**Work to be completed**
All lines from the one including "Target: blurred crowd" to the bottom of the entries below should be repeated exactly, both ends kept.

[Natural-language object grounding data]
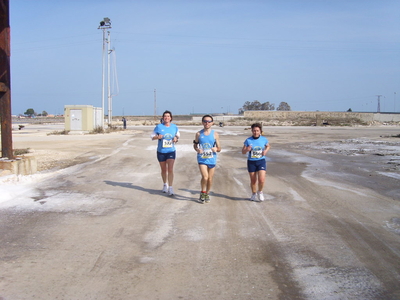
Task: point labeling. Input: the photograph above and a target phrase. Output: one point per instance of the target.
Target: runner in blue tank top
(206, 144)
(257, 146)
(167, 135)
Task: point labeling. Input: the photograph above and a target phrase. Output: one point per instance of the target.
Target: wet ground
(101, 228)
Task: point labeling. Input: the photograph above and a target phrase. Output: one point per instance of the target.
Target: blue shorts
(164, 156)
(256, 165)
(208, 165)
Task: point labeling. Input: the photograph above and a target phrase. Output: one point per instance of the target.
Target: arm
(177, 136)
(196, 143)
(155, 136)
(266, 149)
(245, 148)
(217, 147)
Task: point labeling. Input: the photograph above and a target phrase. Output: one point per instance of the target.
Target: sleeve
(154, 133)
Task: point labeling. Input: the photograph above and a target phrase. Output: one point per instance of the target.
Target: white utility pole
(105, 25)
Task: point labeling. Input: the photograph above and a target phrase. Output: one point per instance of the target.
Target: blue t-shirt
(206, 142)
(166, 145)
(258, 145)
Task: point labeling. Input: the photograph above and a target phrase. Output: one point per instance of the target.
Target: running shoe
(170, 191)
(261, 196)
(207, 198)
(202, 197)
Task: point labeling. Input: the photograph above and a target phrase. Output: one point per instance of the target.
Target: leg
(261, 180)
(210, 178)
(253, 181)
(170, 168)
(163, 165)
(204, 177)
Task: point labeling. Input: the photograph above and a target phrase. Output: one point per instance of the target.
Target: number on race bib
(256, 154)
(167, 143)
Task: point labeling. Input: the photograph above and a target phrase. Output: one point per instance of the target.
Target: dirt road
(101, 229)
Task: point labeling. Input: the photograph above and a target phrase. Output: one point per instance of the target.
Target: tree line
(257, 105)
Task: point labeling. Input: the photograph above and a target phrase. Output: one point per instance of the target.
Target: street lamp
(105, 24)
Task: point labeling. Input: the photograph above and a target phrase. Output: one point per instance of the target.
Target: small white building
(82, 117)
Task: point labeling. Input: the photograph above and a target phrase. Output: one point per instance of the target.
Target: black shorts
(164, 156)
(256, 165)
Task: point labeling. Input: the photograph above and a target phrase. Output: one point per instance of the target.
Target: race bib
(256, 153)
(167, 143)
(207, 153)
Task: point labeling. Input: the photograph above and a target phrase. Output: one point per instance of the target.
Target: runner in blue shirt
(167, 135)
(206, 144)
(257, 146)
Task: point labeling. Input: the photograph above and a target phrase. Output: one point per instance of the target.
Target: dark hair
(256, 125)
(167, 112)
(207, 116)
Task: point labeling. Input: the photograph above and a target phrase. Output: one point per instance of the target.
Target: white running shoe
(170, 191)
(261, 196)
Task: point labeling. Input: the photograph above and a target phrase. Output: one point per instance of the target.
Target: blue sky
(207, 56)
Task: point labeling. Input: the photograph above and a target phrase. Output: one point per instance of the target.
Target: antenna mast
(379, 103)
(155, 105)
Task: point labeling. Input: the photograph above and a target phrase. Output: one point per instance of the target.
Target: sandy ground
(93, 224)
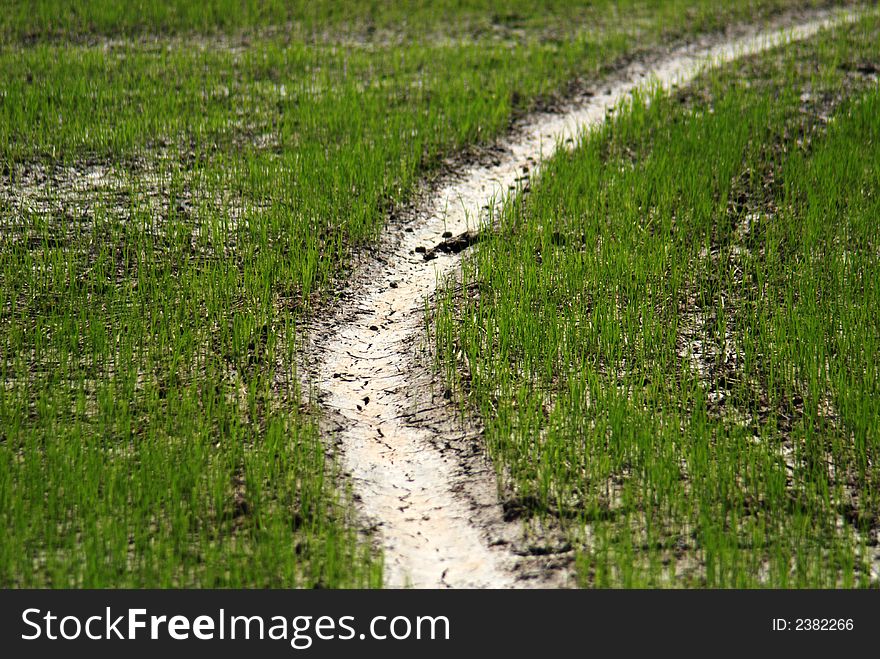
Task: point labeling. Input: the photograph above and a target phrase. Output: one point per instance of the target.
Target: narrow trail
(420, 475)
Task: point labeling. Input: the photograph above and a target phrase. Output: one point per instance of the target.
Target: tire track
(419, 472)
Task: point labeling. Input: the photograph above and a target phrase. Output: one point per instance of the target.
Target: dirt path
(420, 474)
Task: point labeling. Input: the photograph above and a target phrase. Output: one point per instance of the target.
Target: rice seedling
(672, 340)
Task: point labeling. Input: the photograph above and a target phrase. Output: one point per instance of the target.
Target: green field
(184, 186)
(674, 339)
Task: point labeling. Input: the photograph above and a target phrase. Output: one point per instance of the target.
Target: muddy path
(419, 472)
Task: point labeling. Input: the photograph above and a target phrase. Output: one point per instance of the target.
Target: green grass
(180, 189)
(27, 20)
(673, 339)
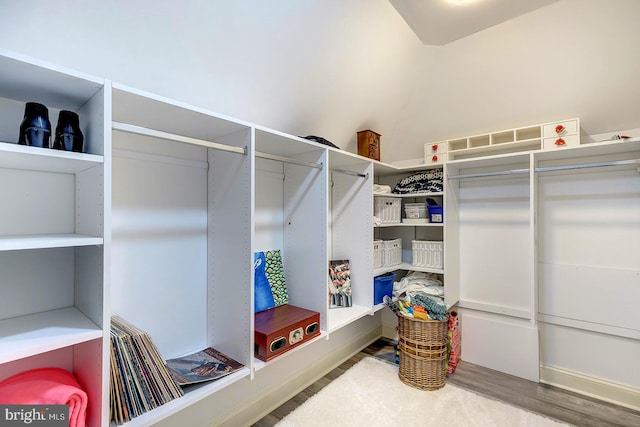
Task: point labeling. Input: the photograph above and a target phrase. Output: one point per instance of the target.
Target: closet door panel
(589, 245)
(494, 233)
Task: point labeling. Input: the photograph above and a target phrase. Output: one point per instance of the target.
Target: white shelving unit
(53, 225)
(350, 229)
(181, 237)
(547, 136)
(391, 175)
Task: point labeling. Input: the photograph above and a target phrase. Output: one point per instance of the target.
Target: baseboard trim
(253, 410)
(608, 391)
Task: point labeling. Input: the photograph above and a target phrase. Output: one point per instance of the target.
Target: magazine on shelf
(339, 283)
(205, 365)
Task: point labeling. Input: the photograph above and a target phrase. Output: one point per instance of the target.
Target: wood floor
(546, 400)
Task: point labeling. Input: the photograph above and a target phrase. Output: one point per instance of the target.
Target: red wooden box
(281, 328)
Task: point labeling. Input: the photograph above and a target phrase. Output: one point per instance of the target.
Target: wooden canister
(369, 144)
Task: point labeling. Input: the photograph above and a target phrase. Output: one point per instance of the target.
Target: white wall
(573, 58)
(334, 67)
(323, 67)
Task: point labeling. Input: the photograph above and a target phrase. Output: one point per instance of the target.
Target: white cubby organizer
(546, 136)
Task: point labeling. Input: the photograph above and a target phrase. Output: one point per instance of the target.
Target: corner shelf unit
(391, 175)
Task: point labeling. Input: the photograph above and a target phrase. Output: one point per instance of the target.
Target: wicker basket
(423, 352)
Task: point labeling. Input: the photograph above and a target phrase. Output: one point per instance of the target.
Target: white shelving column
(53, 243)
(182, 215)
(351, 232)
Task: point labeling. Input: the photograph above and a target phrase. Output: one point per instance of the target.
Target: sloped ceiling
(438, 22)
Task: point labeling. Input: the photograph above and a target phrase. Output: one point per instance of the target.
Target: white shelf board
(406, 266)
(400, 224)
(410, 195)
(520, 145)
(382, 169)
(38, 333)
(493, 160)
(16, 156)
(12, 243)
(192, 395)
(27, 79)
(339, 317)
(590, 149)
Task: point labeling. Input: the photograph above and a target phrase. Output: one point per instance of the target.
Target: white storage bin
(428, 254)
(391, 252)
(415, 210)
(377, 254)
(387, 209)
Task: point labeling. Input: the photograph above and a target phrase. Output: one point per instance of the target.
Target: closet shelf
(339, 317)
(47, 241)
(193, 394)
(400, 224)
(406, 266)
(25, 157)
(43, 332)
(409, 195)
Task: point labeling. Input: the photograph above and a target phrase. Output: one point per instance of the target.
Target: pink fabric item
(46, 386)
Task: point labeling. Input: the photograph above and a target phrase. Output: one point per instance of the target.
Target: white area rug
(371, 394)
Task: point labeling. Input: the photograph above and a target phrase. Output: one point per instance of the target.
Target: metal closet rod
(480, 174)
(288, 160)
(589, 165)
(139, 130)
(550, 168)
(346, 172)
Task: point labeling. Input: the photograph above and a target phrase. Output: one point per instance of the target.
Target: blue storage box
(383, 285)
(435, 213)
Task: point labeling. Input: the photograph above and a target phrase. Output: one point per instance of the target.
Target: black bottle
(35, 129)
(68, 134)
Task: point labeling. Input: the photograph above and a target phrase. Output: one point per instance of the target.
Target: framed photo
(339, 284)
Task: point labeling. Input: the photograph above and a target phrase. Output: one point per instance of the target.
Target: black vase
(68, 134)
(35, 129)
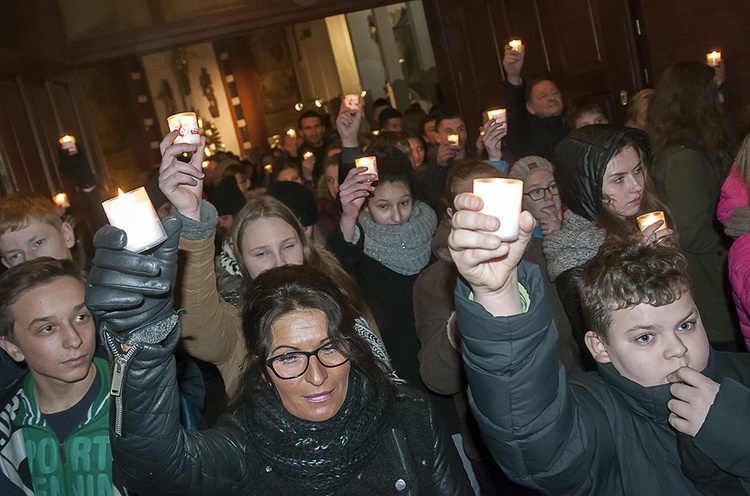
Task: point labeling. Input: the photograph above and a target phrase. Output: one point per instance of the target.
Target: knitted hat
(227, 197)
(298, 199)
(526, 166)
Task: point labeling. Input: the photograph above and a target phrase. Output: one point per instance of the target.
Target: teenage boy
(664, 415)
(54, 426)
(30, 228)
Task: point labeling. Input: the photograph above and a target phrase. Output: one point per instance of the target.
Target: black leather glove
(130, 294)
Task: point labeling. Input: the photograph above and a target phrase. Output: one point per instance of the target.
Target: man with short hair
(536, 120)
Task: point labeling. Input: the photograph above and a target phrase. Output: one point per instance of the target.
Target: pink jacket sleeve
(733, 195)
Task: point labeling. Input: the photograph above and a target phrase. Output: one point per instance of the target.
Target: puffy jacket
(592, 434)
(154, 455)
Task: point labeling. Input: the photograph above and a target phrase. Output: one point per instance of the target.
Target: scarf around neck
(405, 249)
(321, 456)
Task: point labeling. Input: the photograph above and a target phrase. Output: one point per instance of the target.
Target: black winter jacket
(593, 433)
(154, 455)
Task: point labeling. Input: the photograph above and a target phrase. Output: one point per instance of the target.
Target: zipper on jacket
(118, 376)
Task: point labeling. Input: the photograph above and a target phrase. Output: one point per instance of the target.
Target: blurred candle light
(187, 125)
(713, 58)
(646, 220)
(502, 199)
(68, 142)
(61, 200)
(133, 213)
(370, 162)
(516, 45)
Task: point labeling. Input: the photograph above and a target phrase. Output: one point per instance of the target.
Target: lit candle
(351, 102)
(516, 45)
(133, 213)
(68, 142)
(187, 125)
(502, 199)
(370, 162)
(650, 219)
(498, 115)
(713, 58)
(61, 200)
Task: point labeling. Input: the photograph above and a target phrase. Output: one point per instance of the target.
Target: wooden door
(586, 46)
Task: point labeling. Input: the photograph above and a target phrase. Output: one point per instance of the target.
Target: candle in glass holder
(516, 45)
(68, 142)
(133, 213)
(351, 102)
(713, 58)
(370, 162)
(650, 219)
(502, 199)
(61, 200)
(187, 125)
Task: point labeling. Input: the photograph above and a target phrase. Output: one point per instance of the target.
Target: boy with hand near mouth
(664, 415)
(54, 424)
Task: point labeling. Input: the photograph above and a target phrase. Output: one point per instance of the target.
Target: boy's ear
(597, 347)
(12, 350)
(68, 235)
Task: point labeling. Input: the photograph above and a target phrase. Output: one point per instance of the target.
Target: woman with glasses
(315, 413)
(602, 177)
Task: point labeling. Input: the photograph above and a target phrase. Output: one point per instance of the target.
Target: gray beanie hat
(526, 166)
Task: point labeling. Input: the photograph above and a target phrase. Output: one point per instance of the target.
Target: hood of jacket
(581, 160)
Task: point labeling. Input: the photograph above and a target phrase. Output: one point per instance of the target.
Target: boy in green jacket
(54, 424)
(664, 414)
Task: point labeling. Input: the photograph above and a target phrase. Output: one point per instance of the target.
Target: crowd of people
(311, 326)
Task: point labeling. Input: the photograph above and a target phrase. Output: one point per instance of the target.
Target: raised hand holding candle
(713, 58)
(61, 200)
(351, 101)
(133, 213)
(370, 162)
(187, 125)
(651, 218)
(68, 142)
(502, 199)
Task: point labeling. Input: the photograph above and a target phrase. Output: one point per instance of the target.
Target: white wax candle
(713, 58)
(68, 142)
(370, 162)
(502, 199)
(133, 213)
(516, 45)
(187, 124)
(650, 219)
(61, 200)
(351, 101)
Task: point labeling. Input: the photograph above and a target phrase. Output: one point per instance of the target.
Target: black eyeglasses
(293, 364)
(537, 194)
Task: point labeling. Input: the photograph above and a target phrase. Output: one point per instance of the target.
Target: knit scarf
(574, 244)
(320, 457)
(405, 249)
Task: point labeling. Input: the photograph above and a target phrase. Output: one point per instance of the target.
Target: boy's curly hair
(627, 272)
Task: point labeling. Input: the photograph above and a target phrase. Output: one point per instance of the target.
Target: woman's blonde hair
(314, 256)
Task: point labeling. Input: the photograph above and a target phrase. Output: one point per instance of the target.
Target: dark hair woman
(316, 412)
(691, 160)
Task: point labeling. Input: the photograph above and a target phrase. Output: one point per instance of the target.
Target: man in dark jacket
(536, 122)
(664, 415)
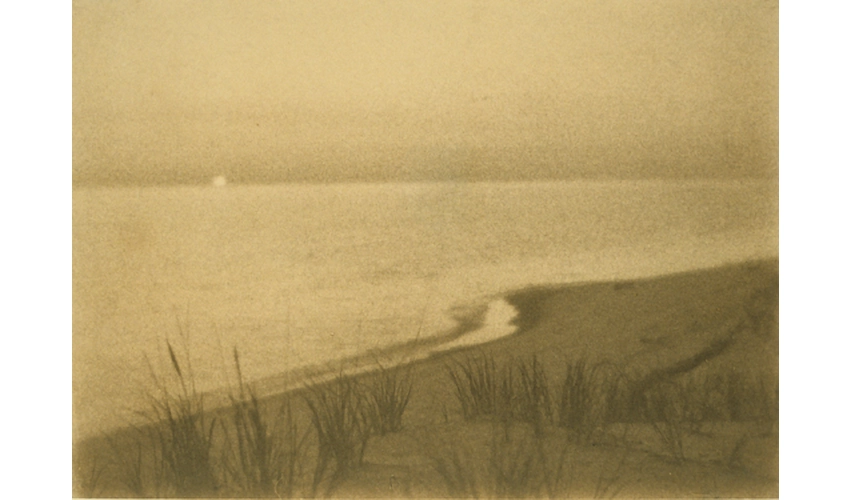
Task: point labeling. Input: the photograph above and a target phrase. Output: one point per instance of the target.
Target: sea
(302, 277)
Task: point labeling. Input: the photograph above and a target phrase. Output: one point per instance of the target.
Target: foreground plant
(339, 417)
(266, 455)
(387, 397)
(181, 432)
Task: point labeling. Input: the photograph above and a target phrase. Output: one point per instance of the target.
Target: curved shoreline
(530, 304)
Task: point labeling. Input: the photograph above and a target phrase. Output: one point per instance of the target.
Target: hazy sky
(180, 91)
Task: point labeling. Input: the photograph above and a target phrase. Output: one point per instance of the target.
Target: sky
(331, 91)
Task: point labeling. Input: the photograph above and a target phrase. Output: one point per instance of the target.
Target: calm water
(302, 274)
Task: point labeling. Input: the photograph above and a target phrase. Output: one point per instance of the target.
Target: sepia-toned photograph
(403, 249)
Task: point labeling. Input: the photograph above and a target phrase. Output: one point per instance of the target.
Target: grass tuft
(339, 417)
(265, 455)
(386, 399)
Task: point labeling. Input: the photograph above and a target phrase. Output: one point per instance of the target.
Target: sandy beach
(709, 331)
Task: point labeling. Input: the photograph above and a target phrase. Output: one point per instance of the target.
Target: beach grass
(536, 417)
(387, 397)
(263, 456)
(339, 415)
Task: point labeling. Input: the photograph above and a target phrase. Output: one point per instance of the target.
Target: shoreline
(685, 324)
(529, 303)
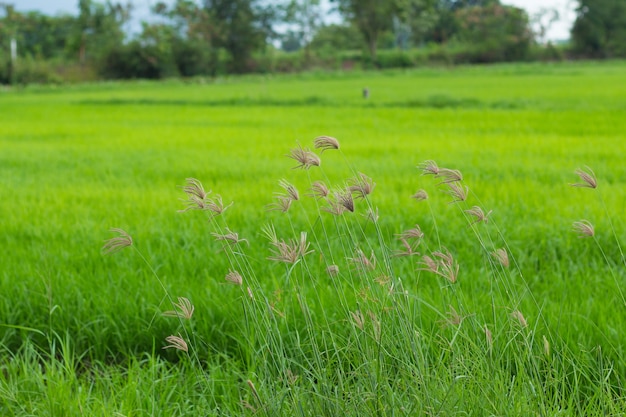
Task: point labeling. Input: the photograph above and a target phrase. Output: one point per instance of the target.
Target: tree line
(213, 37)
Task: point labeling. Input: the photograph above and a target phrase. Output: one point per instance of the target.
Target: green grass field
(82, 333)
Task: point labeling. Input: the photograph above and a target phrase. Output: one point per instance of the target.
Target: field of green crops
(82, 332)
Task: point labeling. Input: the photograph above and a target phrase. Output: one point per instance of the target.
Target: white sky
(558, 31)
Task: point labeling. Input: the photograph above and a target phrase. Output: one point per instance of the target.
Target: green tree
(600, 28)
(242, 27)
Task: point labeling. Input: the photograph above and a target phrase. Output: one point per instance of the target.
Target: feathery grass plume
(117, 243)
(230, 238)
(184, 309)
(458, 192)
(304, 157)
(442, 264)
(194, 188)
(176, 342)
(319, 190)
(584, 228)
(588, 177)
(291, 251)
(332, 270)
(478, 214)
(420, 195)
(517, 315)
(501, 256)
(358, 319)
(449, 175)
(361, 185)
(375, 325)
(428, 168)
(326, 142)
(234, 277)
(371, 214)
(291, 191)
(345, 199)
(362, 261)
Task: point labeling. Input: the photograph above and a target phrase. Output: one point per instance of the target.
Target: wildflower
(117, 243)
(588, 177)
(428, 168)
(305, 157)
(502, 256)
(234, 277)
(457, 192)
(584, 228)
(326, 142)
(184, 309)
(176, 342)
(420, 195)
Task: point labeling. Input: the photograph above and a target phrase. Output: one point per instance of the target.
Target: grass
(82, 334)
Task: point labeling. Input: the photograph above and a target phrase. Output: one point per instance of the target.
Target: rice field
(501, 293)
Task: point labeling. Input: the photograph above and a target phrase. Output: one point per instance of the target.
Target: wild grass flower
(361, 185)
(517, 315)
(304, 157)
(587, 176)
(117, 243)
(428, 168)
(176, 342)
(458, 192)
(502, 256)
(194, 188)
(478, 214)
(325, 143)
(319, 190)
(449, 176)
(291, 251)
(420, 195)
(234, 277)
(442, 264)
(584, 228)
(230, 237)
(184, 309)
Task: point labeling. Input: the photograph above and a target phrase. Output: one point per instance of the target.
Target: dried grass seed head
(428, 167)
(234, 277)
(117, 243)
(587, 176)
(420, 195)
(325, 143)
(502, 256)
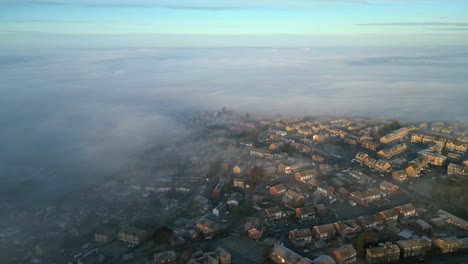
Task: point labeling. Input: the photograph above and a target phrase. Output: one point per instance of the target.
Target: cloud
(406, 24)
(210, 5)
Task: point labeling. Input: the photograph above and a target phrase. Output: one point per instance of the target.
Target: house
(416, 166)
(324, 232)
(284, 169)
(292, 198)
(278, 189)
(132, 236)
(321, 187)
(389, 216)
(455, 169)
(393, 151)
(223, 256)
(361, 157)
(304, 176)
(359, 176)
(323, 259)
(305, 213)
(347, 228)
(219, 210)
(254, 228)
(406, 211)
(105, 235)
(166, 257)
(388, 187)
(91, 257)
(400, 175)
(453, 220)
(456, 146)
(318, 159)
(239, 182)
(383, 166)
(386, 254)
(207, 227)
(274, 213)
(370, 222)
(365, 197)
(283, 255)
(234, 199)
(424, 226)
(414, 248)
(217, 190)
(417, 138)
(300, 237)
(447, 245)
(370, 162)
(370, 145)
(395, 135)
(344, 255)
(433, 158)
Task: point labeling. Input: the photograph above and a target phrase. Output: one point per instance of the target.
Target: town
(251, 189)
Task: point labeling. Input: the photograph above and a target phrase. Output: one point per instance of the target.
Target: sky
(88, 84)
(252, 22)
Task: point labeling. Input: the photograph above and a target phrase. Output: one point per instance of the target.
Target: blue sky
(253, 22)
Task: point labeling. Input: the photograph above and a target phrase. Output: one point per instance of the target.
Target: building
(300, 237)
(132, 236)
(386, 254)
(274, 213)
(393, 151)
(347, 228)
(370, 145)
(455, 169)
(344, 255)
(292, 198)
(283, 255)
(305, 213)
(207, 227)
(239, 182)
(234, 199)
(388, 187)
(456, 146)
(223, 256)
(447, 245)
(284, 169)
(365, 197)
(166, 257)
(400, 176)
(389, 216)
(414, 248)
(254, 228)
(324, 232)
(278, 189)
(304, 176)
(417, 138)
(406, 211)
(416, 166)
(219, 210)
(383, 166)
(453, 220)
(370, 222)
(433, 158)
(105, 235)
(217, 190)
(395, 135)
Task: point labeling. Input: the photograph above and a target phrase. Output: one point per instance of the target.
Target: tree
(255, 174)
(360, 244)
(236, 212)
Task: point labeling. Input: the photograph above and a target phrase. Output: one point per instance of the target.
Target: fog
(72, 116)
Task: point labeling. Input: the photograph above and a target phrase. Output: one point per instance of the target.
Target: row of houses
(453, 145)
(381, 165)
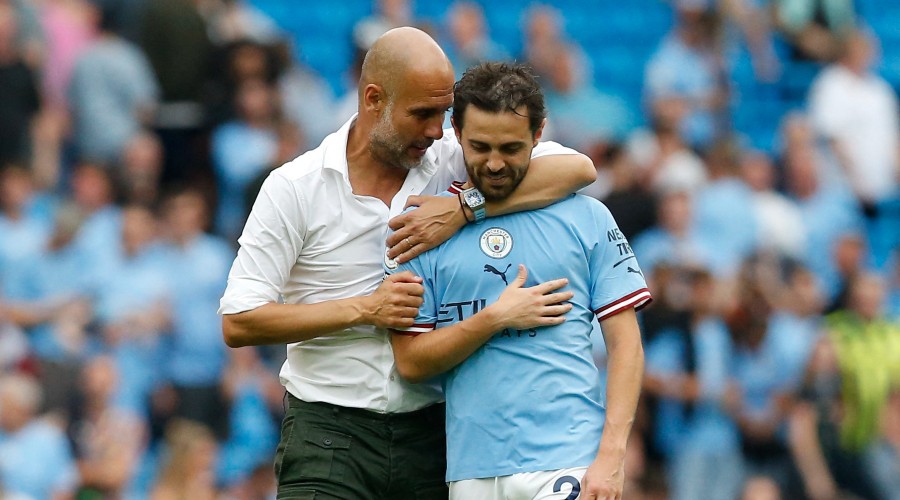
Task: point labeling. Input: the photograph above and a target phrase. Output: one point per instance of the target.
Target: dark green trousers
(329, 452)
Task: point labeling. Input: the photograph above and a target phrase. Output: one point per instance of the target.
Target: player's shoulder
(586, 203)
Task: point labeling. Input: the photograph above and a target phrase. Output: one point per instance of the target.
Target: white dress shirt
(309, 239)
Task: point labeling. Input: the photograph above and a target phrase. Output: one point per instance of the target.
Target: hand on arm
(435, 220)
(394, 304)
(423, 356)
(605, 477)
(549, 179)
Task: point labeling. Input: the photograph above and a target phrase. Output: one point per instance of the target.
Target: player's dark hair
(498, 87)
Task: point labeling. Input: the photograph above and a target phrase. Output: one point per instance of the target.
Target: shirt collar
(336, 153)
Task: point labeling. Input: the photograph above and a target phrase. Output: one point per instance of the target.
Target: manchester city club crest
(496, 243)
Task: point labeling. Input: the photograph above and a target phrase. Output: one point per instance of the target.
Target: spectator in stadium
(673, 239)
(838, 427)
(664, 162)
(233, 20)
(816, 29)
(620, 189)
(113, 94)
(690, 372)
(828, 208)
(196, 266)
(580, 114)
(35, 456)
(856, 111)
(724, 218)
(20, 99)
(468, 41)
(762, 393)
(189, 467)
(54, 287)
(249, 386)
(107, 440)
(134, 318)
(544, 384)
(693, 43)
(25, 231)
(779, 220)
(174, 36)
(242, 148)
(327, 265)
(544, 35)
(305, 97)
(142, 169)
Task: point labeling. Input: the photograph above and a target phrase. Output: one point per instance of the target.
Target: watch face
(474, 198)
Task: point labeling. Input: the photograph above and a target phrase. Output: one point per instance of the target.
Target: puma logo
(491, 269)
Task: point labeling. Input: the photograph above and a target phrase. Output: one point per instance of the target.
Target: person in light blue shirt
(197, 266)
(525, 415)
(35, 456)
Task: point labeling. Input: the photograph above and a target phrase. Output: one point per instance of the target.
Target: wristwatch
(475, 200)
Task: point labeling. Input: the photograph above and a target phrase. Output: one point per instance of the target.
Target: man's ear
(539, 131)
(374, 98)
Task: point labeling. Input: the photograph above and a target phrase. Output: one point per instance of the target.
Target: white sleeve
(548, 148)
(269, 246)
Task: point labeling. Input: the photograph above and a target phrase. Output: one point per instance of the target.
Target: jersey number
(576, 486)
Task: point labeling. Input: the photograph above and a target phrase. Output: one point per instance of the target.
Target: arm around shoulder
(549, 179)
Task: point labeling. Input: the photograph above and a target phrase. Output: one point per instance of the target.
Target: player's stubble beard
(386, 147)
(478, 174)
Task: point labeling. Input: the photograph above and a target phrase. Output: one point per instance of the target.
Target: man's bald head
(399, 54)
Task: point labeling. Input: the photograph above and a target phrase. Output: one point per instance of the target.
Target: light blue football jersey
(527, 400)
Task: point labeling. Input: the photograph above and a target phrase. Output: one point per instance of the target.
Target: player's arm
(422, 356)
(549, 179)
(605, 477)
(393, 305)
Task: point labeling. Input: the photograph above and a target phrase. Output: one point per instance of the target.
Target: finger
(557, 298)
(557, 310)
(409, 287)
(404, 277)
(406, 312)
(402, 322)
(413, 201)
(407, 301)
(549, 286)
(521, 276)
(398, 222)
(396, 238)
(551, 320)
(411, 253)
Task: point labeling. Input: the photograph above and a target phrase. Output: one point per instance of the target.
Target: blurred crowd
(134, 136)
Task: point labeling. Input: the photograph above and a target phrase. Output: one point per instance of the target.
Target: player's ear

**Solution to the exercise**
Target: blurred crowd
(134, 136)
Task: point labeling. Input: the photograph above and a target phrase. Output: one point per instance of the target.
Target: player's ear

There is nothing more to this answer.